**TASK ITEM A**
Echo the passage of the swan taxidermy thread below, character for character, taking everything from "## Swaner (Sep" down to "work with, ever.".

**TEXT SECTION**
%%

# Swan taxidermy



## Buckfinder (May 23, 2009)

Any suggestions on a place to get a swan stuffed? What should I expect as far as price?


----------



## Critter (Mar 20, 2010)

Get ahold of Tex-O-Bob you won't be disappointed.

http://www.birdfishtaxidermist.com/index.html


----------



## Quackaddict73 (Dec 8, 2010)

Grant wilborn 801-391-2484. Gwtaxidermy.sports.officelive.com He does an awesome job! I take all my bird to him and you'll have it back soon.


----------



## Longgun (Sep 7, 2007)

+1 about TEX or Grant!

i have learned ALOT to further my own taxidermy from them both... another would be Jeff Nelson, of "wings in flight". IMO, they all put together some of the best Swans i have ever seen...Simply, they are all TOP NOTCH.

well personally, id say bring it to ME, ME, ME! but my freezers are full so.... :shock:  :O•-:


----------



## Buckfinder (May 23, 2009)

Thanks for the suggestions.


----------



## Swaner (Sep 10, 2007)

Glad you posted this. I almost forgot Tex called me last week to pick up my swan! Thanks for the reminder.


----------



## Sliverslinger (Sep 17, 2007)

Buck Finder, PM SENT.

Hands down will not find better work than from Jeff Nelson at www.wingsinflightbirdtaxidermy.com. His work is second to no one and worth every penny and more. Other guys will get it done faster and for cheaper and a lot of people are ok with that, but once you have experienced the difference in his work you will never go back. Plus, I promise that you will not find a nicer, better person to work with, ever.


----------



## TEX-O-BOB (Sep 12, 2007)

flyfisher_1984 said:


> Glad you posted this. I almost forgot Tex called me last week to pick up my swan! Thanks for the reminder.


Aaah, you ARE alive!


----------



## Stuffinducks (Sep 19, 2007)

Sliverslinger and Longgun,

Hey,

I appreciate the free plug...but guys - I can't take in any more work!!! The in and out of State guys are killing me. Anyone need a job, I sure could use a skinning guy about now. :shock: 

Well, out to the garage today to flesh and wash a Swan today...Yuck! o-|| 

SD


----------

%%

**TASK ITEM B**
Duplicate the rows that follow word for word, taking everything from the first row down to the line containing "box: [13, 82, 106, 99]", both ends included, and output nothing else.

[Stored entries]

%%

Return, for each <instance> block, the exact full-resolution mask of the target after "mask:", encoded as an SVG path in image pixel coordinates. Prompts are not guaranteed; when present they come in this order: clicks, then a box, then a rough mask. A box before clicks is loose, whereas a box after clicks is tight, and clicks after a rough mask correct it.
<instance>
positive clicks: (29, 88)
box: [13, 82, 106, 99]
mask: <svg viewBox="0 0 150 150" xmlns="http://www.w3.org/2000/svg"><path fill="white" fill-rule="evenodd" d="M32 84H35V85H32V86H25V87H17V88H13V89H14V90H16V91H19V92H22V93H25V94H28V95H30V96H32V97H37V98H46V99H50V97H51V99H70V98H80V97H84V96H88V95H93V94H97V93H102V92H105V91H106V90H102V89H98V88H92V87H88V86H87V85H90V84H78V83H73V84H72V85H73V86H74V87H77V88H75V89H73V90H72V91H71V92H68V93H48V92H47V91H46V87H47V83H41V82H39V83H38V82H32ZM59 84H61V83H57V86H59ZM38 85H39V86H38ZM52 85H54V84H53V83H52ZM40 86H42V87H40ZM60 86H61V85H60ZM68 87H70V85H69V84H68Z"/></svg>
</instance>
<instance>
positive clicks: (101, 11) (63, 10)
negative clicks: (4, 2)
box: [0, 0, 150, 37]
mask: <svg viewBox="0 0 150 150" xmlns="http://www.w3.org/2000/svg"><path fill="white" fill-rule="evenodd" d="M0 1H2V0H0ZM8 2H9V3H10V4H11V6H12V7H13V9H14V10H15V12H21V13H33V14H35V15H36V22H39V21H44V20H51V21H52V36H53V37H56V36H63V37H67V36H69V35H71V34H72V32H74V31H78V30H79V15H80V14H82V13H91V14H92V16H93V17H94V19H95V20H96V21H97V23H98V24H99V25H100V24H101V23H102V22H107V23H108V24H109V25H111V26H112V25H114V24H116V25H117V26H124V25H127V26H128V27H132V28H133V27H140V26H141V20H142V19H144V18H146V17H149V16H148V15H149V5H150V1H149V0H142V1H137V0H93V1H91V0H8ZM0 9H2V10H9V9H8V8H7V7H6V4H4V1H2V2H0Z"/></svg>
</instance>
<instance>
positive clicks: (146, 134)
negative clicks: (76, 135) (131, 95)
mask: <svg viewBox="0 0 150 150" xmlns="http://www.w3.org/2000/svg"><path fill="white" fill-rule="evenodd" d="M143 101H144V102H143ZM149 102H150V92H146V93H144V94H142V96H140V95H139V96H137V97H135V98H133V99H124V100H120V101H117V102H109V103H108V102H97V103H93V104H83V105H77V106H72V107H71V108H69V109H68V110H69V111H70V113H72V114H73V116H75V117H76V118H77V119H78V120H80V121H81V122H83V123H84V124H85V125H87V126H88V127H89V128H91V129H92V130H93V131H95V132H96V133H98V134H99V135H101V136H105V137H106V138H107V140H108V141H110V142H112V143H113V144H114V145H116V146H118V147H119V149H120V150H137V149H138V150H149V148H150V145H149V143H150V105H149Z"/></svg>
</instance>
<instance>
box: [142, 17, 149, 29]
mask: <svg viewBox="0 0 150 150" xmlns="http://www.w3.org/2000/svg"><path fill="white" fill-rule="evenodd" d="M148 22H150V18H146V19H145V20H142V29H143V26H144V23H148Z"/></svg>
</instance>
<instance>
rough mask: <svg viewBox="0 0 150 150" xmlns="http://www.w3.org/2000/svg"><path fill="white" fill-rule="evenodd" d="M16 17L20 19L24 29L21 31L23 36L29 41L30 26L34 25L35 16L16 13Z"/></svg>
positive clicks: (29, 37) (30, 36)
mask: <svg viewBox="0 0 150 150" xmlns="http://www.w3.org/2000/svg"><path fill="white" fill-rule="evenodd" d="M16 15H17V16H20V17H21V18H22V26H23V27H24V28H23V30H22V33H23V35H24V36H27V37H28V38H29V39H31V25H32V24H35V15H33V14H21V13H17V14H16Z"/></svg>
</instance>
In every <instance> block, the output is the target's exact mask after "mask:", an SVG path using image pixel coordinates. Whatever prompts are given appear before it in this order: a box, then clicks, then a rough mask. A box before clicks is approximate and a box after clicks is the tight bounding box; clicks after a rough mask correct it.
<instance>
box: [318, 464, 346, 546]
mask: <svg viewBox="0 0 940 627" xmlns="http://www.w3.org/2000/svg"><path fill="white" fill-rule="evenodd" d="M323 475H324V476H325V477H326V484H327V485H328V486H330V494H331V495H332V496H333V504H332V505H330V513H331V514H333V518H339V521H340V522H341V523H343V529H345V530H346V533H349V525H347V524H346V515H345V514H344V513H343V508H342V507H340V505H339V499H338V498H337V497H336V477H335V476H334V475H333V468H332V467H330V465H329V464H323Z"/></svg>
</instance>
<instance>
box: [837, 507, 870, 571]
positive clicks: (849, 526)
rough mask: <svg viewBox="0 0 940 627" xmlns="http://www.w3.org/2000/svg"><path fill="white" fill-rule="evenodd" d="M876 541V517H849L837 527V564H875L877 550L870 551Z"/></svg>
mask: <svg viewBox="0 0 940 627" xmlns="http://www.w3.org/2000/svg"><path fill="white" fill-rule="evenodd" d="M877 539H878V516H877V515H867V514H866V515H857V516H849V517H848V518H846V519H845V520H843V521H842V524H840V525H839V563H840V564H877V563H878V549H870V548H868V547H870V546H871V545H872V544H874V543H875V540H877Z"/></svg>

%%

**WRITTEN RESPONSE A**
## Swaner (Sep 10, 2007)

Glad you posted this. I almost forgot Tex called me last week to pick up my swan! Thanks for the reminder.


----------



## Sliverslinger (Sep 17, 2007)

Buck Finder, PM SENT.

Hands down will not find better work than from Jeff Nelson at www.wingsinflightbirdtaxidermy.com. His work is second to no one and worth every penny and more. Other guys will get it done faster and for cheaper and a lot of people are ok with that, but once you have experienced the difference in his work you will never go back. Plus, I promise that you will not find a nicer, better person to work with, ever.

**WRITTEN RESPONSE B**
Return, for each <instance> block, the exact full-resolution mask of the target after "mask:", encoded as an SVG path in image pixel coordinates. Prompts are not guaranteed; when present they come in this order: clicks, then a box, then a rough mask. A box before clicks is loose, whereas a box after clicks is tight, and clicks after a rough mask correct it.
<instance>
positive clicks: (29, 88)
box: [13, 82, 106, 99]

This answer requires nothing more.